James Leonard Cumberlidge

Killed in Action 31st August 1918


James' Story

He was born in October 1893 in Holmes Chapel, the son of James Cumberlidge a farm labourer and his wife Mary. He was living in Holmes Chapel in 1901 but by 1911 he had moved and was the ‘Hall Boy’ at the house of W. L. Gladstone of Broad Green, Liverpool. He may have moved from there because he enlisted at Clitheroe in Lancashire.


James Leonard appears to have been recorded in error twice on the Church Roll of Honour, once as James L. Cumberlidge and once as Leonard Cumberlidge.


Leonard Cumberlidge joined the 4th East Lancashire Regiment in December 1914, before enlisting into the Machine Gun Corps with Nr 3239.


The Parish Magazine reports that in August to October 1916 he was in hospital due to sickness. He was killed in action on 31st August 1918 in France and Flanders aged 25.


He has no known grave but is commemorated on Panel 10 Vis-en-Artois Memorial.


Home of the Cumberlidge Family


 

David Elks

Killed in Action 1st November 1918


David's Story

David Elks was born in May 1883 the son of Samuel and Ann in Pendlebury, Lancashire. We know that in 1891 he was living at 17 Park Street, Pendleton aged 7 and at school. In 1901 he was still in Pendleton and living at 12 Ernest Street. He was aged 17 and a worker at Plaiting Down Paper Mill. By 1911 he had moved as a boarder to the house of Charles M Pollitt, 102 Broughton Rd, Pendleton, aged 27. His job was now described as a wallpaper stainer.


In November 1911 he married Edith Gorton at St Barnabas Church, Pendleton and by the outbreak of war he had two children Christina and Edith.


Shortly after this he moved to Holmes Chapel and he was living at Church View. The move related to the opening of the wallpaper works on Macclesfield Road which attracted a number of people from the Pendleton area.
___
(Using the information)
(a) Copy out the part of the war memorial page that opens with the words containing "David Elks was" and closes with "a wallpaper stainer.".
(b) Rewrite the paragraph of the war memorial page beginning "David Elks was born in May 1883" as a list, keeping its main facts.
(c) Answer these questions from the war memorial page, one per line, marking each answer the same way:
(i) Where did James Leonard Cumberlidge enlist?
(ii) On what panel and memorial is he commemorated?
(iii) Where did David Elks marry Edith Gorton?
___
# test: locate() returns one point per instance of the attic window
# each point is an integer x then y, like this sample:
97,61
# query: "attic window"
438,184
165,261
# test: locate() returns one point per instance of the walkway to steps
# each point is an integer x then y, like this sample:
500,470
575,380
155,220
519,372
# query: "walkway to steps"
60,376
___
(Replies)
(a)
David Elks was born in May 1883 the son of Samuel and Ann in Pendlebury, Lancashire. We know that in 1891 he was living at 17 Park Street, Pendleton aged 7 and at school. In 1901 he was still in Pendleton and living at 12 Ernest Street. He was aged 17 and a worker at Plaiting Down Paper Mill. By 1911 he had moved as a boarder to the house of Charles M Pollitt, 102 Broughton Rd, Pendleton, aged 27. His job was now described as a wallpaper stainer.

(b)
- Born May 1883 in Pendlebury, Lancashire, the son of Samuel and Ann
- 1891: aged 7, at school, living at 17 Park Street, Pendleton
- 1901: aged 17, living at 12 Ernest Street, Pendleton, and working at Plaiting Down Paper Mill
- 1911: aged 27, a boarder in the house of Charles M Pollitt, 102 Broughton Rd, Pendleton, working as a wallpaper stainer

(c)
(i) At Clitheroe in Lancashire
(ii) Panel 10, Vis-en-Artois Memorial
(iii) At St Barnabas Church, Pendleton